• Goal of the exercise:
The answer must be every line of the records below that holds the word "green".

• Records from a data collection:
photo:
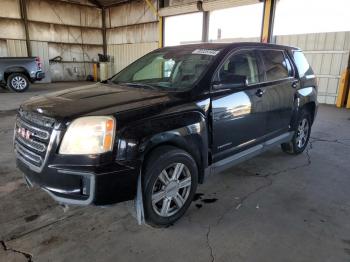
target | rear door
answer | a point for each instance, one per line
(238, 114)
(280, 87)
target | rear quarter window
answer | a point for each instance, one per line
(277, 65)
(302, 64)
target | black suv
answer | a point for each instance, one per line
(165, 122)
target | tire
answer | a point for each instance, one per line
(301, 136)
(18, 82)
(166, 198)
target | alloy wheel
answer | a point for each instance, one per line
(19, 83)
(171, 189)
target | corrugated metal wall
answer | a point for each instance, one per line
(132, 32)
(328, 54)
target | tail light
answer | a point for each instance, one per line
(38, 62)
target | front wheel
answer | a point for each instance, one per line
(301, 136)
(18, 82)
(170, 182)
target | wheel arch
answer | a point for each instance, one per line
(191, 137)
(13, 70)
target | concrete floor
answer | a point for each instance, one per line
(275, 207)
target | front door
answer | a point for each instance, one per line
(280, 88)
(238, 113)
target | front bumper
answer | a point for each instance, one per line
(85, 185)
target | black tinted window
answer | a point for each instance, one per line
(242, 64)
(276, 65)
(302, 64)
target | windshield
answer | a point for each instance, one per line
(167, 69)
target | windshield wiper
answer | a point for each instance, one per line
(138, 84)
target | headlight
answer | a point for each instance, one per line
(89, 135)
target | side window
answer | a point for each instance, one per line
(277, 66)
(302, 64)
(241, 64)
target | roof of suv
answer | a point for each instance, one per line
(230, 45)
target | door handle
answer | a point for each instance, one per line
(260, 92)
(295, 84)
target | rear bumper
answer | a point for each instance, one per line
(85, 186)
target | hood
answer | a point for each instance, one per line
(99, 98)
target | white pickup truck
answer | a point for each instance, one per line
(17, 73)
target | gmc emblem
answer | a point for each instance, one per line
(24, 133)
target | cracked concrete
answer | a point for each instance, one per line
(275, 207)
(28, 257)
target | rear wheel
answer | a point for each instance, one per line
(18, 82)
(170, 182)
(301, 136)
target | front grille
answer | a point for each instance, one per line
(32, 137)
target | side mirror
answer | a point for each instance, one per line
(232, 81)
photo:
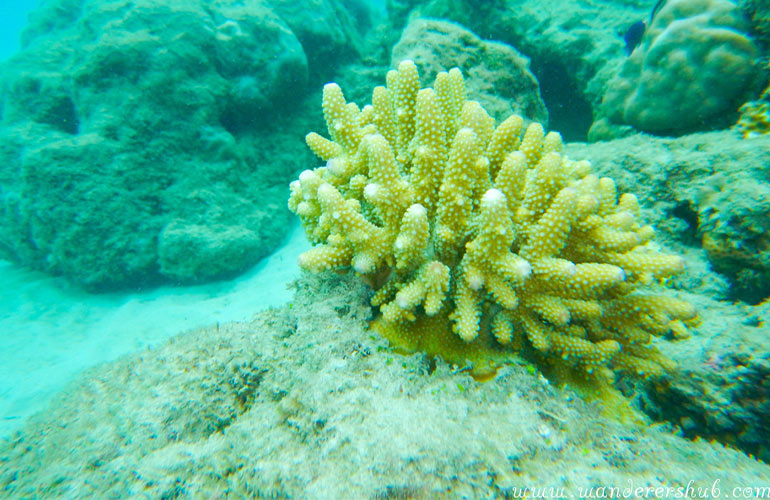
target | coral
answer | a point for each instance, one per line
(755, 116)
(692, 70)
(484, 235)
(499, 76)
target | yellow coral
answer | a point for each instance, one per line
(490, 230)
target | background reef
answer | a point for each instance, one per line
(149, 142)
(304, 402)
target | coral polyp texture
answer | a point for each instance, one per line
(477, 238)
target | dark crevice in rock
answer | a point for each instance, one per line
(570, 113)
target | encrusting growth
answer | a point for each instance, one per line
(487, 232)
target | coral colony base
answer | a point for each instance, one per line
(481, 241)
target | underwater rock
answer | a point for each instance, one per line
(497, 75)
(305, 402)
(706, 190)
(693, 69)
(120, 118)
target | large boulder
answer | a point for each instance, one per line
(693, 69)
(151, 140)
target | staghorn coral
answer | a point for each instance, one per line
(476, 236)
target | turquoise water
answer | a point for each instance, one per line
(158, 338)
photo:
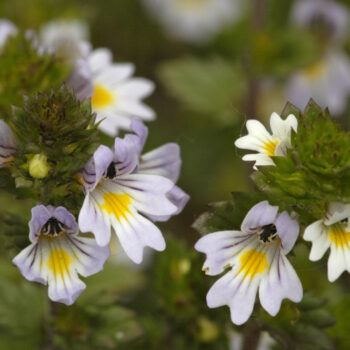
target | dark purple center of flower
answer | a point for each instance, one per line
(52, 227)
(268, 233)
(111, 171)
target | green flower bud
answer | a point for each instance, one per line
(38, 166)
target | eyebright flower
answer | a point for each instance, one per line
(332, 231)
(257, 255)
(119, 195)
(326, 81)
(194, 20)
(328, 15)
(267, 145)
(116, 96)
(57, 254)
(164, 161)
(67, 39)
(7, 144)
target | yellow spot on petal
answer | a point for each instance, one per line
(59, 262)
(339, 236)
(315, 70)
(270, 147)
(116, 204)
(252, 262)
(101, 97)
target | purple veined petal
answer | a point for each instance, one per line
(164, 161)
(90, 257)
(279, 283)
(141, 132)
(318, 235)
(145, 183)
(235, 292)
(125, 155)
(260, 215)
(40, 216)
(112, 75)
(56, 261)
(135, 233)
(66, 218)
(221, 249)
(91, 219)
(179, 198)
(287, 230)
(29, 264)
(146, 195)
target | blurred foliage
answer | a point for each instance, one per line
(310, 176)
(24, 71)
(300, 326)
(171, 306)
(206, 86)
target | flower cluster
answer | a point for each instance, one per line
(256, 254)
(120, 187)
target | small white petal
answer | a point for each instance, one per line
(279, 283)
(317, 234)
(337, 263)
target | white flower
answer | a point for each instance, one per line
(194, 20)
(327, 82)
(267, 145)
(57, 254)
(332, 231)
(257, 255)
(122, 196)
(116, 95)
(67, 39)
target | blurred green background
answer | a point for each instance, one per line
(204, 93)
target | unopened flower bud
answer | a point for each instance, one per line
(38, 166)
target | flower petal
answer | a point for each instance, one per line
(91, 219)
(135, 233)
(141, 132)
(260, 215)
(221, 248)
(235, 292)
(317, 234)
(40, 215)
(279, 283)
(288, 231)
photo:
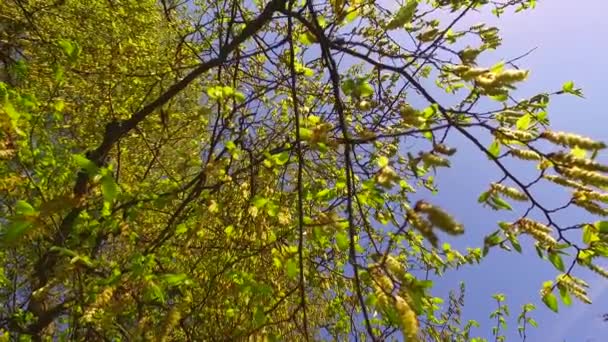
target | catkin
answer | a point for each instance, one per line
(572, 140)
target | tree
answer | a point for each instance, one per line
(236, 170)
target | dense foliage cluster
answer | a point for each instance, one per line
(195, 170)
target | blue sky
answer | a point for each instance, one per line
(568, 36)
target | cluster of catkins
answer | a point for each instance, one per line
(400, 303)
(435, 217)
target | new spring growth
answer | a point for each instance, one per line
(434, 160)
(537, 230)
(410, 116)
(524, 154)
(573, 287)
(439, 218)
(171, 320)
(564, 181)
(428, 35)
(591, 207)
(423, 226)
(445, 150)
(386, 176)
(599, 270)
(407, 319)
(510, 192)
(395, 267)
(102, 300)
(469, 55)
(572, 140)
(511, 134)
(587, 195)
(587, 177)
(571, 160)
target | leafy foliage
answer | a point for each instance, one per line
(236, 170)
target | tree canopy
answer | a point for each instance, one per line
(195, 170)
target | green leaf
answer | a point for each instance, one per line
(602, 226)
(85, 164)
(281, 158)
(15, 230)
(500, 203)
(259, 317)
(578, 152)
(109, 188)
(524, 122)
(565, 296)
(550, 301)
(557, 261)
(342, 241)
(403, 16)
(364, 89)
(568, 87)
(291, 267)
(483, 197)
(305, 133)
(589, 234)
(515, 243)
(382, 161)
(25, 209)
(174, 279)
(494, 149)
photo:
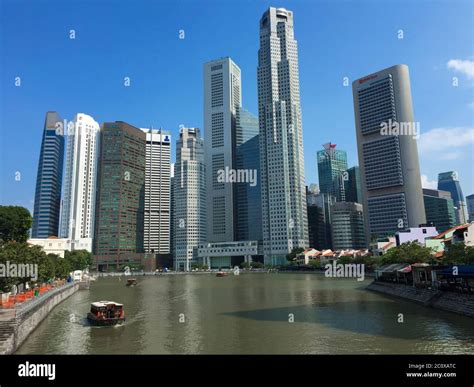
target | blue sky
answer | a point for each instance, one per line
(140, 39)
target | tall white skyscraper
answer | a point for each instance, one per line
(222, 97)
(284, 217)
(78, 204)
(388, 159)
(189, 198)
(157, 195)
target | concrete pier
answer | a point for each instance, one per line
(16, 324)
(450, 301)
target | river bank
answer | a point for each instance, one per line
(249, 314)
(18, 323)
(462, 304)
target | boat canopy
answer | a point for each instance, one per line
(103, 304)
(463, 271)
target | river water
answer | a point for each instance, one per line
(274, 313)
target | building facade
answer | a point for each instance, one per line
(388, 158)
(189, 198)
(352, 185)
(119, 230)
(439, 209)
(319, 219)
(157, 193)
(332, 165)
(222, 97)
(347, 225)
(247, 194)
(284, 212)
(79, 198)
(449, 181)
(46, 212)
(470, 207)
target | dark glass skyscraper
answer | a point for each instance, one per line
(352, 185)
(388, 160)
(248, 206)
(449, 181)
(49, 180)
(439, 208)
(332, 163)
(119, 230)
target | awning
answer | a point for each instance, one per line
(405, 270)
(392, 267)
(463, 271)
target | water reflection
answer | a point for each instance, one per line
(250, 314)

• Your response:
target | green flower bud
target | blurred green background
target | green leaf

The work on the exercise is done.